### Action item
Transcribe every entry word for word, but drop the pictures.
[Start of section]
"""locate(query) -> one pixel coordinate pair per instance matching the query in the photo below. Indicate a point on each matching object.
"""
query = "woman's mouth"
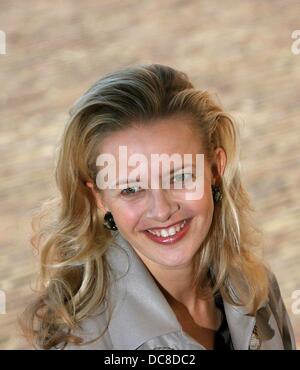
(169, 235)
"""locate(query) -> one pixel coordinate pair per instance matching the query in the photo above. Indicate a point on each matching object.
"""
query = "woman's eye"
(183, 177)
(130, 190)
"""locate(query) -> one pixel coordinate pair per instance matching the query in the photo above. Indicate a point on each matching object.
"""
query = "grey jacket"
(142, 318)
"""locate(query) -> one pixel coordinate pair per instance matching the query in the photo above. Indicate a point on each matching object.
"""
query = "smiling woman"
(173, 267)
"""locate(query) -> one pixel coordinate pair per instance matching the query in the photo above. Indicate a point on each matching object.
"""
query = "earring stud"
(217, 193)
(109, 221)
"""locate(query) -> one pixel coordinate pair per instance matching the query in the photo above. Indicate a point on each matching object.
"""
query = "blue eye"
(130, 190)
(183, 177)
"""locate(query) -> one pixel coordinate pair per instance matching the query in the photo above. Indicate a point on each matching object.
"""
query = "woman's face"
(162, 225)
[End of section]
### Result of this task
"""locate(query) -> one pixel coordinate pair per instance matching the query in the photo below. Indicate a point on each matching object.
"""
query = "woman's mouth"
(169, 235)
"""locate(query) -> one pixel coordinate pair per instance matching the query in the photo above. Indicate a point on each matching object.
"""
query = "woman's eye"
(183, 177)
(130, 190)
"""locate(query) -> one pixel coordinate pair per instance matching the query in the photo above. Indicate a point on each matching object.
"""
query = "grey jacket"
(142, 318)
"""locate(query) -> one pixel coordinate pair per instance matching the query in the photo above. Indicate a point on each matching object.
"""
query = "smiling woman"
(173, 267)
"""locate(query) -> one pixel coordinate pair per instance matching the query in the photo above. Indicate a point on each matching object.
"""
query = "earring stud"
(217, 193)
(109, 221)
"""locate(query) -> one pixel coordinate pair per instance matching the query in the photo above. Indicate a point on each matching object.
"""
query = "blue eye"
(130, 190)
(183, 177)
"""locate(query) -> one pixel coordinate pair per instance matching the query in the photo above. Indicate a point on each matching object.
"""
query = "woman's face"
(162, 225)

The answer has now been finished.